Recorded data:
/---
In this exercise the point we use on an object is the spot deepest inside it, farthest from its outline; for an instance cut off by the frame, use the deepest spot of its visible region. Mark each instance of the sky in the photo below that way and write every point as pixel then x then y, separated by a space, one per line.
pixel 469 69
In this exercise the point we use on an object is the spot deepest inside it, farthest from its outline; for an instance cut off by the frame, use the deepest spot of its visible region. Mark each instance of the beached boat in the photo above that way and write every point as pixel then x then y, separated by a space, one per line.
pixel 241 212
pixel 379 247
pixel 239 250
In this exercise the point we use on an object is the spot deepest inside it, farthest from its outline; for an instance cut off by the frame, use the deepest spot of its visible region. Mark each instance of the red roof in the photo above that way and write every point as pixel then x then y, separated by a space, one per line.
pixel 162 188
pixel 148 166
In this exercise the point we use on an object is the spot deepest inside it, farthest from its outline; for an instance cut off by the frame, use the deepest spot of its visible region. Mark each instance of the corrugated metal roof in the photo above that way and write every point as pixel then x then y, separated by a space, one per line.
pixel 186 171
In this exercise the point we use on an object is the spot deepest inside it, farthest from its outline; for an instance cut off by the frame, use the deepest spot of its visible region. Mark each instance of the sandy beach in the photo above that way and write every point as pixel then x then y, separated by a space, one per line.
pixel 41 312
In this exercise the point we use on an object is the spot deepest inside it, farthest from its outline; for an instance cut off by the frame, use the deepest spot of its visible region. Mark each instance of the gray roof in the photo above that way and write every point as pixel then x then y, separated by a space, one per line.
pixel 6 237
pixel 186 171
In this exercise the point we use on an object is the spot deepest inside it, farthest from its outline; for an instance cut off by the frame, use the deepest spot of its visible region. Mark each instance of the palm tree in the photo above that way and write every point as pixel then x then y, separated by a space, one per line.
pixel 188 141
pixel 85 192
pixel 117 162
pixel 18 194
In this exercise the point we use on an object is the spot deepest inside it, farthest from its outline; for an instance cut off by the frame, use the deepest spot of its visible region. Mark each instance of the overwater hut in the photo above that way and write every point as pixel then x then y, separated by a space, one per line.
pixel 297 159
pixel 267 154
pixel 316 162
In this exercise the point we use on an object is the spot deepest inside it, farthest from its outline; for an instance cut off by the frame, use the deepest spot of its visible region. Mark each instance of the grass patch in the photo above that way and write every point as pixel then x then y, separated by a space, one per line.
\---
Requirements: Copy every line of the data above with no changes.

Output for this exercise:
In this exercise the point we use on an object is the spot deepest inside it, farthest from its outline; for an instance cut off by the frame, use the deepest spot of its visible region. Mark each instance of the sky in the photo below that way and write every point as pixel then x then y, separated by a space, one per line.
pixel 469 69
In this exercise the point we use on an object is the spot deepest inside it, farthest from its outline; for an instance cut off by the frame, use the deepest spot of its visible region. Mark each instance of the beached boat in the photo above that way and write every point as pixel then x then y, separated by a space, one per line.
pixel 241 212
pixel 379 247
pixel 239 250
In this exercise the point we use on an object is the spot deepest inside it, farthest from its outline; for an instance cut off by the frame, use the deepest spot of its visible region. Mark each instance of the red roof in the photo above that way and write every point as pixel then x then y, separated by a space, one per line.
pixel 162 188
pixel 148 166
In this exercise the point we use on an object is the spot deepest inside it, farthest from its outline; for an instance cut off by the frame, use the deepest spot of its visible region. Mark each instance of the corrugated metal roof in the photo above that way and write every point as pixel then x then y, separated by a space, one per line.
pixel 186 171
In this exercise the point we use on an object is the spot deepest inside it, farthest from its outline; for an instance cut off by the frame, use the deepest spot of its visible region. Mark each instance of the sandy beach in the photo above that way and write every point as pixel then x then y, separated by a space, one per line.
pixel 41 312
In this exercise the point we use on an object is the spot deepest inside it, farthest from its outline; for an instance cut off by the frame, use the deepest spot of its visible region. Mark each instance of the gray roof in the photo above that way and write every point as pixel then x then y, separated by a space, one per line.
pixel 6 237
pixel 186 171
In this exercise the point we use on an object is the spot deepest inside it, farthest from its outline; for an instance cut off by the frame, use the deepest spot of its visible region. Mark each instance of the palm tree in the photo above that way and write every point as pixel then x then y, separated by a space, one per line.
pixel 188 141
pixel 85 192
pixel 117 162
pixel 18 194
In this exercise the point we use on an object is the spot deepest inside it, farthest from its outline; for an instance cut off by the frame, use the deepest spot of its visible region. Mark each instance of the overwater hut in the photo above that way and write every point as pixel then x then y, separated by a space, one per line.
pixel 297 159
pixel 267 154
pixel 316 162
In this exercise the point we use on an object is the spot deepest inside it, farthest from its outline; for an instance cut off by the frame, use the deepest spot of its visible region. Mark each instance of the grass patch in the photo above that way and write every point as pixel then x then y, separated by a space, one per line.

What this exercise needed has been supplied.